• **DATASET**:
----
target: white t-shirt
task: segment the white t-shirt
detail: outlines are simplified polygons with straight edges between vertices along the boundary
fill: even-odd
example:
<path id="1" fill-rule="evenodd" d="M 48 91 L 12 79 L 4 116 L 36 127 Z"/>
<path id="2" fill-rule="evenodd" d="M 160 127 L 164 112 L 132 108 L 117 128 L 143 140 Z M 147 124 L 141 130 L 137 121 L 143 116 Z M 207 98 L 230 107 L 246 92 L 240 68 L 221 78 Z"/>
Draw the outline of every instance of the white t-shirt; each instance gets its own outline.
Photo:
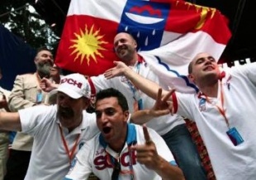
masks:
<path id="1" fill-rule="evenodd" d="M 158 154 L 170 163 L 176 165 L 173 156 L 164 140 L 152 129 L 148 128 L 152 140 L 154 142 Z M 129 150 L 132 144 L 145 144 L 143 129 L 140 126 L 128 124 L 126 143 L 119 154 L 121 172 L 119 180 L 130 180 L 131 174 L 135 179 L 162 179 L 154 171 L 136 162 L 135 152 Z M 92 172 L 100 179 L 111 179 L 113 172 L 113 159 L 117 157 L 105 142 L 101 134 L 88 141 L 79 150 L 72 162 L 69 173 L 65 180 L 84 180 Z M 133 170 L 134 173 L 130 173 Z"/>
<path id="2" fill-rule="evenodd" d="M 216 107 L 221 107 L 220 86 L 230 126 L 235 127 L 244 140 L 237 146 L 228 137 L 227 124 Z M 196 121 L 217 179 L 255 179 L 256 63 L 226 69 L 225 77 L 219 81 L 218 97 L 209 97 L 211 103 L 197 94 L 176 93 L 176 97 L 174 109 Z"/>
<path id="3" fill-rule="evenodd" d="M 22 132 L 34 137 L 31 161 L 25 179 L 59 180 L 68 173 L 70 164 L 61 138 L 57 106 L 36 106 L 19 111 Z M 80 126 L 68 132 L 62 127 L 69 152 L 80 134 L 75 154 L 82 145 L 99 132 L 95 114 L 83 113 Z"/>
<path id="4" fill-rule="evenodd" d="M 146 63 L 137 62 L 137 64 L 133 67 L 133 70 L 145 78 L 150 79 L 151 81 L 159 84 L 163 88 L 168 89 L 167 85 L 159 80 L 159 77 L 153 73 Z M 118 89 L 121 92 L 122 92 L 127 99 L 130 113 L 134 111 L 134 97 L 136 97 L 137 101 L 139 99 L 142 99 L 142 109 L 150 109 L 154 104 L 155 101 L 154 99 L 133 87 L 131 83 L 130 83 L 130 81 L 124 76 L 107 79 L 104 75 L 99 75 L 97 77 L 91 77 L 91 79 L 95 87 L 96 92 L 102 89 L 109 88 Z M 160 135 L 163 135 L 170 131 L 176 126 L 183 123 L 185 123 L 185 121 L 180 116 L 166 115 L 152 118 L 146 123 L 146 125 L 148 127 L 150 127 L 157 131 Z"/>

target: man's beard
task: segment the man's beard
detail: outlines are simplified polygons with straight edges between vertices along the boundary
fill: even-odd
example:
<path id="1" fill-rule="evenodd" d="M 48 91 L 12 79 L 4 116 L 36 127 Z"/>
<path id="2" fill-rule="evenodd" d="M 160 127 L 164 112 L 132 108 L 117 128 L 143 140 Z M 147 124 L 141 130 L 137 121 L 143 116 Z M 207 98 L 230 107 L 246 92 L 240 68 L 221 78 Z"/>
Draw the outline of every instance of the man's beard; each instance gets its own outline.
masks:
<path id="1" fill-rule="evenodd" d="M 64 119 L 73 118 L 74 116 L 73 111 L 69 107 L 59 107 L 57 116 Z"/>
<path id="2" fill-rule="evenodd" d="M 36 64 L 36 68 L 39 73 L 44 74 L 45 76 L 50 76 L 50 69 L 52 64 L 50 63 L 38 63 Z"/>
----
Reproduce all of the records above verbatim, omitting the pictures from your copy.

target: white t-shirt
task: segment the white t-shirt
detail: outlines are simplified polygons with straight edges between vertices along the boundary
fill: even-odd
example:
<path id="1" fill-rule="evenodd" d="M 48 91 L 12 79 L 4 116 L 36 127 Z"/>
<path id="2" fill-rule="evenodd" d="M 160 127 L 164 112 L 132 108 L 117 128 L 143 140 Z M 147 124 L 141 130 L 137 121 L 143 116 Z M 207 98 L 230 107 L 246 92 L 240 68 L 221 78 Z"/>
Draw the outline of every instance of the white t-shirt; each instance gets its own outline.
Photo:
masks:
<path id="1" fill-rule="evenodd" d="M 158 154 L 170 163 L 176 165 L 173 156 L 164 140 L 152 129 L 148 128 L 152 140 L 154 142 Z M 129 150 L 132 144 L 145 144 L 143 129 L 140 126 L 128 124 L 126 143 L 119 154 L 121 172 L 119 180 L 130 180 L 131 174 L 135 179 L 162 179 L 154 171 L 136 162 L 135 152 Z M 92 172 L 100 179 L 111 179 L 113 172 L 113 159 L 117 157 L 105 142 L 101 134 L 88 141 L 79 150 L 72 162 L 69 173 L 65 180 L 84 180 Z M 133 170 L 134 173 L 130 173 Z"/>
<path id="2" fill-rule="evenodd" d="M 216 107 L 221 107 L 220 86 L 230 126 L 235 127 L 244 140 L 237 146 L 228 137 L 227 124 Z M 196 121 L 217 179 L 255 179 L 256 63 L 226 69 L 225 77 L 219 81 L 218 97 L 209 97 L 211 103 L 197 94 L 176 93 L 176 97 L 174 109 Z"/>
<path id="3" fill-rule="evenodd" d="M 22 132 L 34 137 L 31 161 L 25 179 L 59 180 L 68 173 L 70 164 L 61 138 L 57 106 L 36 106 L 19 111 Z M 80 126 L 68 132 L 62 127 L 69 152 L 80 134 L 75 154 L 82 145 L 99 132 L 95 114 L 83 113 Z"/>
<path id="4" fill-rule="evenodd" d="M 146 63 L 137 62 L 137 64 L 133 67 L 133 70 L 145 78 L 150 79 L 151 81 L 159 84 L 163 88 L 168 89 L 167 85 L 159 80 L 159 77 L 153 73 Z M 118 89 L 121 92 L 122 92 L 127 99 L 130 113 L 134 111 L 134 97 L 136 97 L 137 101 L 139 99 L 142 99 L 142 109 L 150 109 L 154 104 L 155 101 L 154 99 L 133 87 L 131 83 L 130 83 L 130 81 L 124 76 L 107 79 L 104 75 L 99 75 L 97 77 L 91 77 L 91 79 L 95 87 L 96 92 L 102 89 L 109 88 Z M 160 135 L 163 135 L 170 131 L 176 126 L 183 123 L 185 123 L 185 121 L 180 116 L 166 115 L 152 118 L 146 123 L 146 125 L 148 127 L 150 127 L 157 131 Z"/>

target: man's beard
task: segment the man's beard
detail: outlines are simplified polygons with straight edges between vertices along the boundary
fill: even-odd
example:
<path id="1" fill-rule="evenodd" d="M 48 91 L 12 79 L 4 116 L 36 127 Z"/>
<path id="2" fill-rule="evenodd" d="M 160 127 L 164 112 L 132 108 L 117 128 L 143 140 Z M 147 124 L 141 130 L 137 121 L 143 116 Z M 207 98 L 230 107 L 246 92 L 240 68 L 221 78 Z"/>
Draw the outline of every instance of the man's beard; each instance gets its own outline.
masks:
<path id="1" fill-rule="evenodd" d="M 64 119 L 73 118 L 74 116 L 73 111 L 69 107 L 59 107 L 57 116 Z"/>
<path id="2" fill-rule="evenodd" d="M 36 64 L 36 68 L 39 73 L 44 74 L 45 76 L 50 76 L 50 69 L 52 64 L 50 63 L 38 63 Z"/>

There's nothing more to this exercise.